*** Given information

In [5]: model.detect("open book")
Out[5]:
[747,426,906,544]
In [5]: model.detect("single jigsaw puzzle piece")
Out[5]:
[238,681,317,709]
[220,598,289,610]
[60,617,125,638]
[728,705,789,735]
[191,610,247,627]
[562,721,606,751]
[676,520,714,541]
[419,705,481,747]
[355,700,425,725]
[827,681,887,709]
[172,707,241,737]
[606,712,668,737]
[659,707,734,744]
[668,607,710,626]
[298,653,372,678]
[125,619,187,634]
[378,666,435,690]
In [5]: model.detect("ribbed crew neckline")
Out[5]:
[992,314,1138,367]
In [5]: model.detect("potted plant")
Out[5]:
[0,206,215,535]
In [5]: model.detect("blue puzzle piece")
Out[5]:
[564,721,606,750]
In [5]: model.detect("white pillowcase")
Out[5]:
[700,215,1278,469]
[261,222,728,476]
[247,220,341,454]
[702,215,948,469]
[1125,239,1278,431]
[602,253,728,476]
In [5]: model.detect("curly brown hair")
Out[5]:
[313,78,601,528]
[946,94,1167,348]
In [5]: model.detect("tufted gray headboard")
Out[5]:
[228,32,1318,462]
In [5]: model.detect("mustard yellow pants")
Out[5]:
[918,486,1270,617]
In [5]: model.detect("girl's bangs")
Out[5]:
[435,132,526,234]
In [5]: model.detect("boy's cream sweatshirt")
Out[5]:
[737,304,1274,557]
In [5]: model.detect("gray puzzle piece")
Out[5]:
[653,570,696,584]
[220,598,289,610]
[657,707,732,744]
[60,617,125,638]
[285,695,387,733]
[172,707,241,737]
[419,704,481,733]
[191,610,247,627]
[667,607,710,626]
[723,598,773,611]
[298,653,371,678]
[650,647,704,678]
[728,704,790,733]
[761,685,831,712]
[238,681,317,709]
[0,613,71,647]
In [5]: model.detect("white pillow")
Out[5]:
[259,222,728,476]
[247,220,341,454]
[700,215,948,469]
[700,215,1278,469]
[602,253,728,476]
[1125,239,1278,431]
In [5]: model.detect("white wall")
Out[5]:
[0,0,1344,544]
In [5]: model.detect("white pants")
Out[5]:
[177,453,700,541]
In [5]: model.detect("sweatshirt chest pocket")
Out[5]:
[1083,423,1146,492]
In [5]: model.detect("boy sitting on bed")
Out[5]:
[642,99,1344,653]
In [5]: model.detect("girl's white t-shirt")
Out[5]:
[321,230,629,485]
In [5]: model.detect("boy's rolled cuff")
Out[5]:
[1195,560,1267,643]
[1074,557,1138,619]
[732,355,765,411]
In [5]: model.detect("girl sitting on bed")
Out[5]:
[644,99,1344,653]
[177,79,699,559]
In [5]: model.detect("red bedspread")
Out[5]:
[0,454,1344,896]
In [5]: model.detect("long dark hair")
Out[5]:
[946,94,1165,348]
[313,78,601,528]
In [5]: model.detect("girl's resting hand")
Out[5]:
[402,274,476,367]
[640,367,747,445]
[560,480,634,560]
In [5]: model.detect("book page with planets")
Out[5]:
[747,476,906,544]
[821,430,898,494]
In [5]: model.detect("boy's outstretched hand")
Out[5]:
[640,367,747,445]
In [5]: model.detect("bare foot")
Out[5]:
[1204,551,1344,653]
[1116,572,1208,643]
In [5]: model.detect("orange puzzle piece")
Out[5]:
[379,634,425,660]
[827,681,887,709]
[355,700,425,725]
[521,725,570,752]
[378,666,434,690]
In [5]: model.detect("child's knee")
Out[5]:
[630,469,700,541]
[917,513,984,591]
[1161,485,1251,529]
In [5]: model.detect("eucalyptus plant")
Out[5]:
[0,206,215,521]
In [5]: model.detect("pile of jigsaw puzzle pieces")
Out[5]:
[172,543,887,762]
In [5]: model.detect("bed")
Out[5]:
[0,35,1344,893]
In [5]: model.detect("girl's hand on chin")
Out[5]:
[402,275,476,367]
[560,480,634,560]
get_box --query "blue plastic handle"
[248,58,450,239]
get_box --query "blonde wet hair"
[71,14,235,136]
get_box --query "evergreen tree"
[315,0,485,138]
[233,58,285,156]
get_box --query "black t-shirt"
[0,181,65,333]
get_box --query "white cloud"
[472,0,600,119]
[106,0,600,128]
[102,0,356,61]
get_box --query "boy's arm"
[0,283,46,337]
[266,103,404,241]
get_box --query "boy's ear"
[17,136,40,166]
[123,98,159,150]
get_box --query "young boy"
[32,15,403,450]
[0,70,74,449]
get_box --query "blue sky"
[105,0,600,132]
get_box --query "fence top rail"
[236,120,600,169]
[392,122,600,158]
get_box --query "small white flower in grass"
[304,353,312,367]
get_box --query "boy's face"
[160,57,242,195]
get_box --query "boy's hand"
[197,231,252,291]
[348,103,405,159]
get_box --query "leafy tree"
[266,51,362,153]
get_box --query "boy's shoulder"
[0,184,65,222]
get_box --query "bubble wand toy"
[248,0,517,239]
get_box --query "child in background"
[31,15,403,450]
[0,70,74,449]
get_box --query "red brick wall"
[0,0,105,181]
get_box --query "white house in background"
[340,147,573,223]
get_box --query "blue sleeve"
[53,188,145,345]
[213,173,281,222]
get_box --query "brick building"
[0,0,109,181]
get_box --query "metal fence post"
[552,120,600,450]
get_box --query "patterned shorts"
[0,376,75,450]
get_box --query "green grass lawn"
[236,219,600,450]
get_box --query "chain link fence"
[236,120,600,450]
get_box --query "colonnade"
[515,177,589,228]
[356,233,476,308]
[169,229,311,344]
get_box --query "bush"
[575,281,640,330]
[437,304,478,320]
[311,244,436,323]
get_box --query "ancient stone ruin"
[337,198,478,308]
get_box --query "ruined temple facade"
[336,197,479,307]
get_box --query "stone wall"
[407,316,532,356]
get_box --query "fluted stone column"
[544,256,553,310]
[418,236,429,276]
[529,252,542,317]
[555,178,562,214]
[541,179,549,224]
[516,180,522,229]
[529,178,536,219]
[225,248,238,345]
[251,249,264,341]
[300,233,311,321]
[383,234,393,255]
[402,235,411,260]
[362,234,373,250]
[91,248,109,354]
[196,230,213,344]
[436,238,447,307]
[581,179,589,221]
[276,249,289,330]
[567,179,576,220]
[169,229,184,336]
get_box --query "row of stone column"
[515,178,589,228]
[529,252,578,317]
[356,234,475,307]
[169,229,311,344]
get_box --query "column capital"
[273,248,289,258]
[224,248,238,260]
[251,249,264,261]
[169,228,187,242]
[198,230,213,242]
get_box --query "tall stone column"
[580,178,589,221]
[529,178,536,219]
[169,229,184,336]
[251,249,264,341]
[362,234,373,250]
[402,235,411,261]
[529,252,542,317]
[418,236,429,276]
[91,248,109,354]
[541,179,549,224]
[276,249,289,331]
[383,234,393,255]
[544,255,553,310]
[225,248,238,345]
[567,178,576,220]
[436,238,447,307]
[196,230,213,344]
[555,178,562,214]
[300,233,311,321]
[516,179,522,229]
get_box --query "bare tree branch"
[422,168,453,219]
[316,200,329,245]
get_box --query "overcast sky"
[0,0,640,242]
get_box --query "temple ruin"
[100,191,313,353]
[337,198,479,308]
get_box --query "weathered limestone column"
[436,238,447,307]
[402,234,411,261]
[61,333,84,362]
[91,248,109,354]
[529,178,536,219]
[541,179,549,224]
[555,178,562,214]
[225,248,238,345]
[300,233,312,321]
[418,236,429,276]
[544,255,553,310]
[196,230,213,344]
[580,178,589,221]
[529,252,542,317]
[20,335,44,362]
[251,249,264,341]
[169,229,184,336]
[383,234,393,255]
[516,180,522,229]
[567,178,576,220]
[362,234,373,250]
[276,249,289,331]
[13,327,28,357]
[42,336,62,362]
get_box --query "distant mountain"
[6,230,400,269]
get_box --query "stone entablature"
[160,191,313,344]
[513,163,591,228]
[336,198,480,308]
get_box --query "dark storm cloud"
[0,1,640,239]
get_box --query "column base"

******

• _Instructions to follow_
Write out again the entries, starting at their very first line and stopping after the line that contains "[918,486,1270,617]".

• _Answer to this exercise_
In [5]: model.detect("open book")
Out[5]:
[747,426,906,544]
In [5]: model.detect("single jigsaw puzzle piece")
Out[5]:
[238,681,317,709]
[220,598,289,610]
[60,617,125,638]
[728,705,789,735]
[191,610,247,627]
[562,721,606,751]
[676,520,714,541]
[419,705,481,747]
[355,700,425,725]
[827,681,887,709]
[172,707,241,737]
[606,712,668,737]
[659,707,734,744]
[668,607,710,626]
[298,653,372,678]
[125,619,187,634]
[378,666,435,690]
In [5]: model.detect("ribbed crew neckline")
Out[5]:
[992,314,1138,367]
In [5]: model.detect("potted plant")
Out[5]:
[0,206,215,535]
In [5]: model.detect("blue puzzle piece")
Out[5]:
[564,721,606,750]
In [5]: model.detect("white pillowcase")
Out[5]:
[700,215,1278,469]
[261,222,728,476]
[247,220,341,454]
[702,215,948,469]
[1125,239,1278,431]
[602,253,728,476]
In [5]: model.detect("curly brown hair")
Out[5]:
[313,78,601,528]
[946,94,1167,348]
In [5]: model.detect("tufted gray headboard")
Out[5]:
[228,32,1318,462]
In [5]: model.detect("mustard yellow pants")
Out[5]:
[918,486,1270,617]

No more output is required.